● **Excerpted passage**:
For years, David Frum was one of the most eloquent voices for the sober case against same-sex marriage. He now says he was wrong because the hysterical case against same-sex marriage has not been borne out by the facts. For it was only the hysterical opponents of same-sex marriage who believed that the mere sight of gays standing before a Unitarian minister or a justice of the peace would cause heterosexuals to divorce their spouses en masse.
Just six states plus the District of Columbia have same-sex marriage, none for more than seven years. With minor variations, those marriages are not recognized by the other 44 states or the federal government. Until fairly recently, same-sex marriage looked reversible either by federal action or popular vote in every one of those jurisdictions (it still might be reversed in Iowa, as it was in California and Maine). Same-sex marriage has yet to prevail on any state ballot. Only about 100,000 official same-sex weddings had taken place by 2008, according to the Census Bureau. Even Vermont, which has been experimenting with unisex marriage the longest, has only had full same-sex marriage -- as opposed to civil unions -- for two years.

● **Explore the material**:
**1)** In the same-sex marriage commentary, rewrite the stretch from "Just six states" through "for two years.", swapping "District of Columbia" for "nation's capital".
**2)** Continue the same-sex marriage commentary from where it stops.

● **Provided information**:
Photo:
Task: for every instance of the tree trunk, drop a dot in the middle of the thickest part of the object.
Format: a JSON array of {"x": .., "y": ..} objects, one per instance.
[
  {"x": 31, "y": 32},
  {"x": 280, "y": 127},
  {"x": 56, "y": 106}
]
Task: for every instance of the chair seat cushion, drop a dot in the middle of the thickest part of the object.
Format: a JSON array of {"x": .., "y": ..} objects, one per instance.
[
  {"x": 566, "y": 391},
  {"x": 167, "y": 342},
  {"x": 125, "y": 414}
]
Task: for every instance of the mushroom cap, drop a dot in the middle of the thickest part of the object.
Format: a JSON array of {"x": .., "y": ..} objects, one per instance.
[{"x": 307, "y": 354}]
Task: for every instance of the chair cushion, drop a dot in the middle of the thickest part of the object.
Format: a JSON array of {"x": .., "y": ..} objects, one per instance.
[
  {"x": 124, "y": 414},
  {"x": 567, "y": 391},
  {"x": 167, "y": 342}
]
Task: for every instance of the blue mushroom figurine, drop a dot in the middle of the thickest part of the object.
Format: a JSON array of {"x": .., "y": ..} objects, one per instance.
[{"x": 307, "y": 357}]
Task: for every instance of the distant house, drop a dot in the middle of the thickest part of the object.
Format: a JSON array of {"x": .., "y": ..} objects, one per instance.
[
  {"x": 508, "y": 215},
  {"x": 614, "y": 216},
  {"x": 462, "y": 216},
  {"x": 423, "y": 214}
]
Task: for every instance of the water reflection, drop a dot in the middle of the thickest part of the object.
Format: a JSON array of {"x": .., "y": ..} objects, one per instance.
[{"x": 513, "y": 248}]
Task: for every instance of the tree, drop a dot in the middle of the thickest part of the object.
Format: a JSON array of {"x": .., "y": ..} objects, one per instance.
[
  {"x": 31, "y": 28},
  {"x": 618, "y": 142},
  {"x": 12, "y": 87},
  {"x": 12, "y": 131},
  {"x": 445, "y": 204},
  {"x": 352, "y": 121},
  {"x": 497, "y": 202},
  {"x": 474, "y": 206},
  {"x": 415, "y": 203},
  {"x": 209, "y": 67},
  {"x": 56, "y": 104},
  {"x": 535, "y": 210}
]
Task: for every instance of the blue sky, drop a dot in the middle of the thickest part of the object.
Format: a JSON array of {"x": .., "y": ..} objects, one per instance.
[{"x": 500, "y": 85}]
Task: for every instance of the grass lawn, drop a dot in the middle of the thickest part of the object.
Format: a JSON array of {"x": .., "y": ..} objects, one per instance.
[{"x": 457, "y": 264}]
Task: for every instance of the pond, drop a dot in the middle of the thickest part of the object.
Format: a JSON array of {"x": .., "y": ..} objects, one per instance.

● **Results for the exercise**:
**1)**
Just six states plus the nation's capital have same-sex marriage, none for more than seven years. With minor variations, those marriages are not recognized by the other 44 states or the federal government. Until fairly recently, same-sex marriage looked reversible either by federal action or popular vote in every one of those jurisdictions (it still might be reversed in Iowa, as it was in California and Maine). Same-sex marriage has yet to prevail on any state ballot. Only about 100,000 official same-sex weddings had taken place by 2008, according to the Census Bureau. Even Vermont, which has been experimenting with unisex marriage the longest, has only had full same-sex marriage -- as opposed to civil unions -- for two years.

**2)**
These numbers are really a sufficient test case for what would happen with same-sex marriage throughout the United States? Are they a powerful enough force to overwhelm every other trend in American family life during the 2000s? Does anyone really suppose that the concept of marriage that has existed for the majority of Western civilization would immediately be undone by a few unisex wedding ceremonies and "Party A meets Party B" marriage license applications over a decade? Is this really conclusive evidence?
All these questions answer themselves. However unfair this may be, the larger problems associated with gay marriage were never very likely to have much to do with gays themselves. The biggest damage was always bound to come from the rules being rewritten for everyone else: the rigid enforcement of gender-neutral language erasing faterhood and motherhood from our shared language; public school curricula that teaches children that marriage was once between a man and a woman for motives not much dissimilar from those of the Ku Klux Klan; the erosion of the government's expectation that people are responsible for the children they create.
Under a unisex definition of marriage, adoption and reproductive technology must play a larger role in family formation than the humane reaction to unfortunate personal circumstances they have traditionally been. Marriage will no longer be premised on parents not abandoning their children at will. Marriage will be redefined to accomodate at least one biological parent relinquishing their child as a matter of design. The consequences of this will take years to play out, not just from 2004 or even 1999 to now.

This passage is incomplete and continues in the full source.